:: Work instructions ::
A) According to the passage about Nawaz's return, in what year was he ousted?
B) Resume the passage about Nawaz and the coming elections, picking up right after its last sentence.

-------- Passage

Common sense suggests that Nawaz should return when the elections are only a few weeks away so that he is not overexposed to unremitting media. Another understandable reason is to shun a naming and shaming exercise about those who masterminded his ouster in 2017. Nawaz hopes that his name can be cleared in legal terms so that he is allowed an honourable return. But the billion-dollar question remains: will his return ensure that his brother can return to the office of prime minister or will he want the throne for himself? Grapevine has suggested for years that the establishment wants a schism between the two brothers and that it favours the younger Sharif for being more flexible and ‘forgiving’. Party workers, however, worry that Shahbaz is not a winning horse. “Shahbaz sahib may be a good performer but he can’t win us the elections, especially with the Imran factor still in play. The party, the voters, the supporters need Mian sahib back in the driving seat ASAP,” four PML-N ministers have told me in recent weeks.
Will the courts clear Nawaz ahead of the elections and allow him to contest as a redeemed man? A bigger question still is if the establishment will let him contest. These are serious questions with no clear answers. But these questions are about Nawaz and not his party that is bound to face a quadrangular attack in a few months’ time. The most potent political challenge will come from a current ally – Asif Ali Zardari. The man is on a mission to see his son become the prime minister. Bilawal might have been tutored well but will Zardari, the astute strategist, throw him in at the deep end when the pool is pulsating with killer sharks. Why not pitch himself instead? He has been in touch with politicians from other provinces lately. If he secures the electoral adjustments from the PML-N for his leading Punjabi comrades and wins a few seats in Balochistan and the KP, he could be a potent threat to PML-N’s plans. Can the PML-N demand a few seats in Karachi as a quid pro quo? Only time will tell.

----------------
-------- Recorded information

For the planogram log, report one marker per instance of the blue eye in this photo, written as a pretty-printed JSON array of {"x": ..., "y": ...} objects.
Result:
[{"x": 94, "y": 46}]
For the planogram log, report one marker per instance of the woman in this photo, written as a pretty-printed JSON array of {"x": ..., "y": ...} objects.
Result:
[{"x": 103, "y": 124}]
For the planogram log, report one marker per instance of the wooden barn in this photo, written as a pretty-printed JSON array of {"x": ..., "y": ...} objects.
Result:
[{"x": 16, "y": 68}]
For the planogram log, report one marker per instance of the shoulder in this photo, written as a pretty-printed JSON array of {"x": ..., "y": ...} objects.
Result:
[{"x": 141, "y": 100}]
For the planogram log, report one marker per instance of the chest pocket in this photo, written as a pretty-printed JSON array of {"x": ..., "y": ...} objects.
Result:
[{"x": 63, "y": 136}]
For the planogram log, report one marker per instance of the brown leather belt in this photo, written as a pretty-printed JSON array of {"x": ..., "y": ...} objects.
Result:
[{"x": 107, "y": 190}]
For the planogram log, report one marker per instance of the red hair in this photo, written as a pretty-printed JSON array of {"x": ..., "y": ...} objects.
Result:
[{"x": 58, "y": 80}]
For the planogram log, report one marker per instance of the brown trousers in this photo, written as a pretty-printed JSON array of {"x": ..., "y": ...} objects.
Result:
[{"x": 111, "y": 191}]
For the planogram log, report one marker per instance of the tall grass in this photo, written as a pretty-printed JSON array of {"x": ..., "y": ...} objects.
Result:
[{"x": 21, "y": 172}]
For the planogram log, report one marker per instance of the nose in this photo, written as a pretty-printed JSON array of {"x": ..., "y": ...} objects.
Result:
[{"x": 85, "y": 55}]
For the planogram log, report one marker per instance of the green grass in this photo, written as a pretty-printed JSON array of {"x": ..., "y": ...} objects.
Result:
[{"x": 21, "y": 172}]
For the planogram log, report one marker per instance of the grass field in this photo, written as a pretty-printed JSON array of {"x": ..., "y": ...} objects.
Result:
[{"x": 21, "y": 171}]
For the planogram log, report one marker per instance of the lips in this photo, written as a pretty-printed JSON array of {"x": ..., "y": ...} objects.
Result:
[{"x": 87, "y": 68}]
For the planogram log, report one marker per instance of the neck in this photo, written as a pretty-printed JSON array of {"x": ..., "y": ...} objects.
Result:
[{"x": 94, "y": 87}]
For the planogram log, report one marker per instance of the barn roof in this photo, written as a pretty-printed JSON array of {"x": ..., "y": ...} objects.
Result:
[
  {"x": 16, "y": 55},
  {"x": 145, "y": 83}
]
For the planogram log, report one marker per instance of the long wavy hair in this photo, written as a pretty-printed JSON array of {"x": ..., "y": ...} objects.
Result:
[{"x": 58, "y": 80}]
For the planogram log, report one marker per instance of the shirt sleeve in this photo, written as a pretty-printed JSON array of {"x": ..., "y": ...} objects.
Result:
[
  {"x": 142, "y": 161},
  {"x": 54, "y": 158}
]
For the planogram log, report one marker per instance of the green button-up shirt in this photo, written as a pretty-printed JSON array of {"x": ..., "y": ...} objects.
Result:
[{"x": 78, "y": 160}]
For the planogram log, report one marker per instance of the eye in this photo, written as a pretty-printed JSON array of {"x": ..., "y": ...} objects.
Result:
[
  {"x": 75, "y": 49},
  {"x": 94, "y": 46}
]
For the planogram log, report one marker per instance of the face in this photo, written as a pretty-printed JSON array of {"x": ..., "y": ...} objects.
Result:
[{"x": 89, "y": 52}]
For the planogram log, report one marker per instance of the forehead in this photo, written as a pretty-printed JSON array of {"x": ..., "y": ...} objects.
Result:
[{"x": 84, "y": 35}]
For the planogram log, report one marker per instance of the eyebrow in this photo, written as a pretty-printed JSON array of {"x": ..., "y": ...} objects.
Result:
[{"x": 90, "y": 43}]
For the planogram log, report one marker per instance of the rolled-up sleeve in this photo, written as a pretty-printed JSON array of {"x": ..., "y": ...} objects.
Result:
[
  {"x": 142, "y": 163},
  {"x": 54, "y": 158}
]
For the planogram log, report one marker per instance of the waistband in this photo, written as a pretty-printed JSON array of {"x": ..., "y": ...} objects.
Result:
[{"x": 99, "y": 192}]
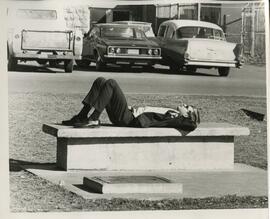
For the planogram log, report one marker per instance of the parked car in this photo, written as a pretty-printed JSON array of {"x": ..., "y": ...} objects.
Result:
[
  {"x": 120, "y": 44},
  {"x": 194, "y": 44},
  {"x": 144, "y": 26},
  {"x": 39, "y": 33}
]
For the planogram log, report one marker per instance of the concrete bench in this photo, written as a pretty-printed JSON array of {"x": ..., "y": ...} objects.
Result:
[{"x": 209, "y": 147}]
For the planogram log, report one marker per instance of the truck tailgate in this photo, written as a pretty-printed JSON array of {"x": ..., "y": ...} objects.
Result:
[{"x": 46, "y": 40}]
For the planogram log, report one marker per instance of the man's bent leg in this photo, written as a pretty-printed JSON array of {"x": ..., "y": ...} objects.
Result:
[
  {"x": 94, "y": 92},
  {"x": 113, "y": 99},
  {"x": 88, "y": 102}
]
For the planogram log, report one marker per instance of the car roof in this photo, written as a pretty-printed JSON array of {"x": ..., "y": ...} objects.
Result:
[
  {"x": 114, "y": 24},
  {"x": 192, "y": 23},
  {"x": 132, "y": 22}
]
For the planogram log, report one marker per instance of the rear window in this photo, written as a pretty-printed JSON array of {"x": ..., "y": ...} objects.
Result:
[
  {"x": 161, "y": 31},
  {"x": 199, "y": 32},
  {"x": 37, "y": 14},
  {"x": 124, "y": 32}
]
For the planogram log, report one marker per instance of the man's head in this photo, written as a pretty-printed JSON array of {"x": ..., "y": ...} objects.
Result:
[{"x": 189, "y": 111}]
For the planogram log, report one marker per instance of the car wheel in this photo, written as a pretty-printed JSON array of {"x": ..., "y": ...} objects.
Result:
[
  {"x": 192, "y": 69},
  {"x": 83, "y": 62},
  {"x": 68, "y": 64},
  {"x": 12, "y": 63},
  {"x": 53, "y": 63},
  {"x": 100, "y": 65},
  {"x": 42, "y": 62},
  {"x": 174, "y": 68},
  {"x": 224, "y": 71}
]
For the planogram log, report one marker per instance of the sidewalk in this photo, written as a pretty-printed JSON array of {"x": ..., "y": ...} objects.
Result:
[{"x": 242, "y": 181}]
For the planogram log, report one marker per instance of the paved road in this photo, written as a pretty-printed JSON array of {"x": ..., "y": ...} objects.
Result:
[{"x": 248, "y": 81}]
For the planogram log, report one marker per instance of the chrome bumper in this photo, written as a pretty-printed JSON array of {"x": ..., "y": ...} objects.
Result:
[
  {"x": 233, "y": 64},
  {"x": 132, "y": 57},
  {"x": 45, "y": 56}
]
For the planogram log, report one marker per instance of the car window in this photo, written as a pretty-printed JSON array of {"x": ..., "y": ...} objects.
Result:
[
  {"x": 94, "y": 32},
  {"x": 218, "y": 34},
  {"x": 121, "y": 32},
  {"x": 36, "y": 14},
  {"x": 169, "y": 33},
  {"x": 148, "y": 31},
  {"x": 199, "y": 32},
  {"x": 162, "y": 31}
]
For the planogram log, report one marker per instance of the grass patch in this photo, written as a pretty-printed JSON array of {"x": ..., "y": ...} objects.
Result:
[{"x": 28, "y": 111}]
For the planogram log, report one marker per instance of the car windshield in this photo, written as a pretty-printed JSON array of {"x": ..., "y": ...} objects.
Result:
[
  {"x": 147, "y": 30},
  {"x": 36, "y": 14},
  {"x": 121, "y": 32},
  {"x": 199, "y": 32}
]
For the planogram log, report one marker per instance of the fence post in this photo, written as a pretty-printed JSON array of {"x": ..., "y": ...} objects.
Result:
[{"x": 252, "y": 30}]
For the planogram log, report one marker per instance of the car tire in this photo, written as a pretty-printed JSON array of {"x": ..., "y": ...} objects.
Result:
[
  {"x": 223, "y": 71},
  {"x": 68, "y": 64},
  {"x": 42, "y": 62},
  {"x": 83, "y": 62},
  {"x": 100, "y": 65},
  {"x": 174, "y": 68},
  {"x": 12, "y": 63}
]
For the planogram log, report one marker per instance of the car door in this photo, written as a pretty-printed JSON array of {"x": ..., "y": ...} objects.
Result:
[
  {"x": 89, "y": 43},
  {"x": 175, "y": 47},
  {"x": 162, "y": 40}
]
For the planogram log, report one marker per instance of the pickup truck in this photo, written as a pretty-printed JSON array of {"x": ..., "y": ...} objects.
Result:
[{"x": 40, "y": 34}]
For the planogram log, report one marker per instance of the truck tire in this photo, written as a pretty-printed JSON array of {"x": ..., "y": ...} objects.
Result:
[
  {"x": 68, "y": 64},
  {"x": 83, "y": 62},
  {"x": 223, "y": 71},
  {"x": 12, "y": 63}
]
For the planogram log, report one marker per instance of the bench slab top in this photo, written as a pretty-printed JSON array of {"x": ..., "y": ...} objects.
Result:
[{"x": 204, "y": 129}]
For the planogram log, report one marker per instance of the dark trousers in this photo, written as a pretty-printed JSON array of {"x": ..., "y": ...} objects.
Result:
[{"x": 106, "y": 94}]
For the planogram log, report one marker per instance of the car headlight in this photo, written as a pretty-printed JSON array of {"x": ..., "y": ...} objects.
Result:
[
  {"x": 155, "y": 52},
  {"x": 118, "y": 50},
  {"x": 186, "y": 55},
  {"x": 111, "y": 50}
]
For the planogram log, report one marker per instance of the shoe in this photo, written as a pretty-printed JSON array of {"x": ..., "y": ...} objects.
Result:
[
  {"x": 75, "y": 119},
  {"x": 87, "y": 123}
]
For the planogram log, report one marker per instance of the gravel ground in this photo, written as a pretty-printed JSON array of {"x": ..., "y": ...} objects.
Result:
[{"x": 28, "y": 111}]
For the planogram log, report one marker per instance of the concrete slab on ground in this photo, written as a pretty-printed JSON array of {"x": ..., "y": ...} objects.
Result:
[
  {"x": 131, "y": 184},
  {"x": 243, "y": 180}
]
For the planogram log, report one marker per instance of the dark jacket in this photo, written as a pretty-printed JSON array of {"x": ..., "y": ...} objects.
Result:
[{"x": 150, "y": 119}]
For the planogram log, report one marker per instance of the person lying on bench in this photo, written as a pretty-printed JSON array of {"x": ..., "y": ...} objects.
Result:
[{"x": 106, "y": 94}]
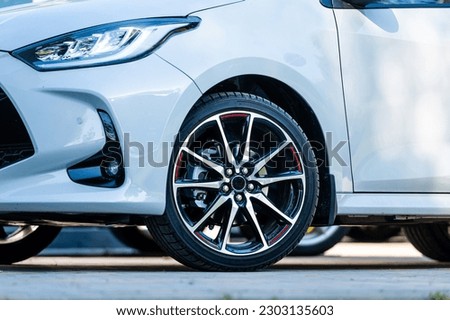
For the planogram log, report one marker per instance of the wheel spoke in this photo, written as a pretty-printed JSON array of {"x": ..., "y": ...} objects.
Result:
[
  {"x": 218, "y": 168},
  {"x": 264, "y": 200},
  {"x": 220, "y": 201},
  {"x": 280, "y": 178},
  {"x": 227, "y": 233},
  {"x": 254, "y": 220},
  {"x": 198, "y": 184},
  {"x": 265, "y": 160},
  {"x": 229, "y": 153}
]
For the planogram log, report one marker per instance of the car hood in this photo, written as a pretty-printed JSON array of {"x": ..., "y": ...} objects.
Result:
[{"x": 21, "y": 25}]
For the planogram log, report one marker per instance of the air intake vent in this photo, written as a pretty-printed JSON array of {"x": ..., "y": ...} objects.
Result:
[{"x": 15, "y": 143}]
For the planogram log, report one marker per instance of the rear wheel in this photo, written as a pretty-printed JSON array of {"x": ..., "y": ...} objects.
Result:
[
  {"x": 18, "y": 243},
  {"x": 242, "y": 189},
  {"x": 432, "y": 240}
]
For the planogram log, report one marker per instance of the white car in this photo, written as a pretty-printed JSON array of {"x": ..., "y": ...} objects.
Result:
[{"x": 228, "y": 127}]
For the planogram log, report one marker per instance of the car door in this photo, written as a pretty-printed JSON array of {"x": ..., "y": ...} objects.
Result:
[{"x": 396, "y": 74}]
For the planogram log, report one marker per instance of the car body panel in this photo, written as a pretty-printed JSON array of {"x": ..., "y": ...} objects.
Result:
[
  {"x": 396, "y": 72},
  {"x": 310, "y": 65},
  {"x": 60, "y": 113},
  {"x": 149, "y": 99},
  {"x": 46, "y": 17}
]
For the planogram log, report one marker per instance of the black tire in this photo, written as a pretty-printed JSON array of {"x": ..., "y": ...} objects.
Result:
[
  {"x": 319, "y": 240},
  {"x": 432, "y": 240},
  {"x": 20, "y": 243},
  {"x": 373, "y": 233},
  {"x": 137, "y": 238},
  {"x": 271, "y": 194}
]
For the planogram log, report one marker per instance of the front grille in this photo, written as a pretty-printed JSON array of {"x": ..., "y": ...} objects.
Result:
[{"x": 15, "y": 142}]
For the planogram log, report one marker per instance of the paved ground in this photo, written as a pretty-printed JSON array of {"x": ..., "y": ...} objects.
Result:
[{"x": 348, "y": 271}]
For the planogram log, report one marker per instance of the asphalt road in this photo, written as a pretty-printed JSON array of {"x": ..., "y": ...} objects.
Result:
[{"x": 348, "y": 271}]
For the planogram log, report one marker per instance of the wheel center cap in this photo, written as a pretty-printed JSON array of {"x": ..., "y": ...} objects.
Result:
[{"x": 238, "y": 183}]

----------------

:: Outputs by task ::
A) 2017

B)
The PML-N will be up against another political hazard in south Punjab – the Istehkam-i-Pakistan Party. Both Jehangir Tareen and Aleem Khan have a point to prove to their former political boss. Both harbour a desire to be the chief minister of the Punjab – the most powerful office after the prime ministership. If the IPP can pick 10 to 15 National Assembly seats and 20 to 25 provincial constituencies, they can demand the chief minister’s slot from the PML-N and the PPP. The latter shouldn’t have a problem in agreeing to their ask if that helps it grab the Centre. But will the PML-N dare do that? No way. A central government without the Punjab is not what they are after. If Nawaz is allowed to contest and if he wins, PML-N might like to repeat its 1997 model, with Shahbaz running the Punjab.
Nawaz can also use Maulana Fazl-ur Rehman, offering him the presidency to secure his support in the KP and Balochistan. Electables in Balochistan always manage to win lucrative positions. Some of them have been meeting the PPP and PML-N leaders.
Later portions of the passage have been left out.